● **SET EXERCISE**:
Return the whole listing, keeping every character the same.

>> begin MATERIAL FOR THIS EXERCISE

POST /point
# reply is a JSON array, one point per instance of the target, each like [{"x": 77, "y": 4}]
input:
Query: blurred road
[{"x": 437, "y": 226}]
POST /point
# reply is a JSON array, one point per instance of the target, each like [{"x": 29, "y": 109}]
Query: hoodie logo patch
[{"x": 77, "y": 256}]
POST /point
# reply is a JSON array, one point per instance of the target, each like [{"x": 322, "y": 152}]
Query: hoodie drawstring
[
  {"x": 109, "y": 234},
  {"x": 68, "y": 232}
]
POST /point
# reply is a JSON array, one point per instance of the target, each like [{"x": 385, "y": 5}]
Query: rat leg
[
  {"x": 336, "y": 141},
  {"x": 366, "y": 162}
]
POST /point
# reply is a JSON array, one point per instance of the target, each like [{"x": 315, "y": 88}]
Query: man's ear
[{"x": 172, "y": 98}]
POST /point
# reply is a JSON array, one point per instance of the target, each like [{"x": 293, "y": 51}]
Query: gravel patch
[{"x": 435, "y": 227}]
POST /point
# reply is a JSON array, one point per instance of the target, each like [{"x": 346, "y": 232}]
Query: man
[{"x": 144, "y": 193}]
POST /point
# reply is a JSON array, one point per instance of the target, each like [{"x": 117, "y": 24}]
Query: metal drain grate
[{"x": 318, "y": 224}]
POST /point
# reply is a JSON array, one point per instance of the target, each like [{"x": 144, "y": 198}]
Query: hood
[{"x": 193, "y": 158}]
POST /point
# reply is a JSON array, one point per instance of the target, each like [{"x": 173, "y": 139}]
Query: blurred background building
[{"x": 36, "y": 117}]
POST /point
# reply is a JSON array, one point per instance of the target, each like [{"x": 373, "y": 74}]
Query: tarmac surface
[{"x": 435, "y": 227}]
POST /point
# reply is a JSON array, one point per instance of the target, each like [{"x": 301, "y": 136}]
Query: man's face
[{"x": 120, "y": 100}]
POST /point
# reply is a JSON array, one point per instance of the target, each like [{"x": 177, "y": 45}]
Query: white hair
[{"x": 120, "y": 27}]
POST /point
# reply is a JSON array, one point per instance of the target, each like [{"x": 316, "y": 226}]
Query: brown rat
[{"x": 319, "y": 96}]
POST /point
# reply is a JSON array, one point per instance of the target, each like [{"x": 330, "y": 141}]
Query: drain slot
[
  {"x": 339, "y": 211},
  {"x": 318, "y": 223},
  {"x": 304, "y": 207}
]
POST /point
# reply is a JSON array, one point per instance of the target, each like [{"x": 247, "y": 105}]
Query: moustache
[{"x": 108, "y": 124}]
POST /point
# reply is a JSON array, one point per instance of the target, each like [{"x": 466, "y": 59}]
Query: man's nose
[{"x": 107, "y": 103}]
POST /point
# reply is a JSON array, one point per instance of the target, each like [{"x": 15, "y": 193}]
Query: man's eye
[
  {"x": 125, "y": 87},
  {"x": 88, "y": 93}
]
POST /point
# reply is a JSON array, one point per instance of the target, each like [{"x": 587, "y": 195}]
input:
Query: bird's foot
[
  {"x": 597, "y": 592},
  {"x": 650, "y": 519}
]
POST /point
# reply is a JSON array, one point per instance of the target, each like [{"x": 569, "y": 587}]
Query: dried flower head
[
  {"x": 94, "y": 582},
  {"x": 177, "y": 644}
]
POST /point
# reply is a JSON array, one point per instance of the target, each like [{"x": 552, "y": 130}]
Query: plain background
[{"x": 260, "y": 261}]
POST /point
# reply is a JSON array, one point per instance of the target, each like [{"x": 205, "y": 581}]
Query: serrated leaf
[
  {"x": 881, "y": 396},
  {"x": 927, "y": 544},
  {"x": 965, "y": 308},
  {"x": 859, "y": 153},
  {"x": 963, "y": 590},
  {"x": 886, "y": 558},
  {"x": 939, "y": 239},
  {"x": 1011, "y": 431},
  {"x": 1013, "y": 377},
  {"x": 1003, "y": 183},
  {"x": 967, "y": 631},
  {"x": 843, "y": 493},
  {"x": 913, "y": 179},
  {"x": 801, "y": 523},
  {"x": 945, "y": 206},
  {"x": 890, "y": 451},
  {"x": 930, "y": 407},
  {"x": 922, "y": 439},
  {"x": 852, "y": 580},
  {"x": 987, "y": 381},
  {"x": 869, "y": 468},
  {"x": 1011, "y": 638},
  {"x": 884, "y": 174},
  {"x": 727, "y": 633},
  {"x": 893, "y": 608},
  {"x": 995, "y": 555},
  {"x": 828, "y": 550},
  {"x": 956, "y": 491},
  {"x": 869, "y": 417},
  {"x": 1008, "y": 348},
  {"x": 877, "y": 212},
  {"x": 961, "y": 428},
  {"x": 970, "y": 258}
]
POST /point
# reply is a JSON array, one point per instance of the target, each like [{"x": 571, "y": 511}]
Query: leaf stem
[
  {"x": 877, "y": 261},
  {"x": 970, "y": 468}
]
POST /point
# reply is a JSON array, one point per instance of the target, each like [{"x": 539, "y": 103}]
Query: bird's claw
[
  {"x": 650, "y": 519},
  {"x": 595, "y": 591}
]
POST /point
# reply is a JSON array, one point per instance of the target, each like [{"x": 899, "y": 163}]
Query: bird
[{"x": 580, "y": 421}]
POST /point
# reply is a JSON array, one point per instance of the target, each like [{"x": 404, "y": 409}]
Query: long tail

>> end MATERIAL FOR THIS EXERCISE

● **RESPONSE TO THIS TASK**:
POST /point
# reply is a JSON array, one point per instance of the target, each like [{"x": 77, "y": 4}]
input:
Query: blurred road
[{"x": 437, "y": 226}]
POST /point
# reply is a JSON array, one point per instance of the target, each like [{"x": 29, "y": 109}]
Query: hoodie logo patch
[{"x": 77, "y": 256}]
POST /point
# reply is a JSON array, one point per instance of the target, each like [{"x": 322, "y": 152}]
Query: hoodie drawstring
[
  {"x": 109, "y": 234},
  {"x": 68, "y": 232}
]
POST /point
# reply is a JSON array, one point per instance of the target, each like [{"x": 385, "y": 5}]
Query: rat leg
[
  {"x": 336, "y": 141},
  {"x": 366, "y": 162}
]
POST /point
# reply is a JSON array, one point per instance of the target, each like [{"x": 315, "y": 88}]
Query: man's ear
[{"x": 172, "y": 98}]
POST /point
# reply is a JSON array, one point per instance of the target, each like [{"x": 293, "y": 51}]
Query: gravel patch
[{"x": 435, "y": 227}]
POST /point
# reply is a JSON array, one point per instance of the target, each like [{"x": 346, "y": 232}]
Query: man
[{"x": 144, "y": 193}]
POST /point
# reply is a JSON array, one point per instance of the target, each like [{"x": 117, "y": 24}]
Query: metal drain grate
[{"x": 318, "y": 224}]
POST /point
# reply is a JSON array, one point per instance of the target, each like [{"x": 144, "y": 198}]
Query: hood
[{"x": 193, "y": 158}]
POST /point
# reply is a JSON array, one point per instance of the target, each like [{"x": 173, "y": 139}]
Query: blurred background building
[{"x": 36, "y": 117}]
POST /point
# reply is a JSON array, one point per instance of the target, each like [{"x": 373, "y": 74}]
Query: tarmac surface
[{"x": 435, "y": 227}]
POST /point
# reply is a JSON array, one point per instance of the target, each like [{"x": 301, "y": 136}]
Query: man's face
[{"x": 120, "y": 100}]
POST /point
# reply is a JSON array, one point per instance of the target, each like [{"x": 177, "y": 45}]
Query: white hair
[{"x": 120, "y": 27}]
POST /point
# reply is a JSON array, one point per instance of the target, each like [{"x": 316, "y": 226}]
Query: brown rat
[{"x": 319, "y": 96}]
POST /point
# reply is a JSON array, one point per instance of the target, each like [{"x": 330, "y": 141}]
Query: drain slot
[
  {"x": 339, "y": 211},
  {"x": 318, "y": 223},
  {"x": 304, "y": 207}
]
POST /point
# reply is a JSON array, one point per instance of the target, each like [{"x": 247, "y": 105}]
Query: moustache
[{"x": 108, "y": 124}]
POST /point
# reply is a JSON array, one point per instance of the target, each like [{"x": 466, "y": 59}]
Query: man's nose
[{"x": 107, "y": 103}]
POST /point
# reply is a JSON array, one point per instance of the target, each like [{"x": 15, "y": 193}]
Query: man's eye
[
  {"x": 125, "y": 87},
  {"x": 88, "y": 93}
]
POST /point
# reply is a JSON array, one point per instance of the target, each like [{"x": 587, "y": 195}]
input:
Query: bird's foot
[
  {"x": 597, "y": 592},
  {"x": 650, "y": 519}
]
POST /point
# reply is a JSON array, one point per instance of the target, each like [{"x": 569, "y": 587}]
Query: dried flower head
[
  {"x": 94, "y": 582},
  {"x": 177, "y": 644}
]
POST /point
# reply is a JSON array, one point per instance of the target, each like [{"x": 552, "y": 130}]
Query: plain background
[{"x": 260, "y": 261}]
POST /point
# reply is a JSON array, one point per instance of the target, each like [{"x": 205, "y": 581}]
Query: serrated leaf
[
  {"x": 881, "y": 396},
  {"x": 927, "y": 544},
  {"x": 965, "y": 308},
  {"x": 859, "y": 153},
  {"x": 963, "y": 590},
  {"x": 886, "y": 558},
  {"x": 939, "y": 239},
  {"x": 1011, "y": 431},
  {"x": 1013, "y": 377},
  {"x": 1003, "y": 183},
  {"x": 967, "y": 631},
  {"x": 843, "y": 493},
  {"x": 913, "y": 179},
  {"x": 801, "y": 523},
  {"x": 945, "y": 206},
  {"x": 890, "y": 451},
  {"x": 930, "y": 407},
  {"x": 922, "y": 439},
  {"x": 852, "y": 580},
  {"x": 987, "y": 381},
  {"x": 869, "y": 468},
  {"x": 1011, "y": 638},
  {"x": 884, "y": 174},
  {"x": 727, "y": 633},
  {"x": 893, "y": 608},
  {"x": 995, "y": 555},
  {"x": 828, "y": 550},
  {"x": 956, "y": 491},
  {"x": 869, "y": 417},
  {"x": 1008, "y": 348},
  {"x": 877, "y": 212},
  {"x": 961, "y": 428},
  {"x": 970, "y": 258}
]
POST /point
# reply is a JSON array, one point per instance of the target, each like [{"x": 571, "y": 511}]
Query: leaf stem
[
  {"x": 877, "y": 261},
  {"x": 970, "y": 468}
]
POST /point
# reply is a JSON array, one point per instance of the target, each like [{"x": 539, "y": 103}]
Query: bird's claw
[
  {"x": 650, "y": 519},
  {"x": 595, "y": 591}
]
POST /point
# reply is a JSON array, one point per instance of the target, each like [{"x": 899, "y": 163}]
Query: bird
[{"x": 580, "y": 421}]
POST /point
# reply is a JSON array, one point per instance of the target, each like [{"x": 404, "y": 409}]
Query: long tail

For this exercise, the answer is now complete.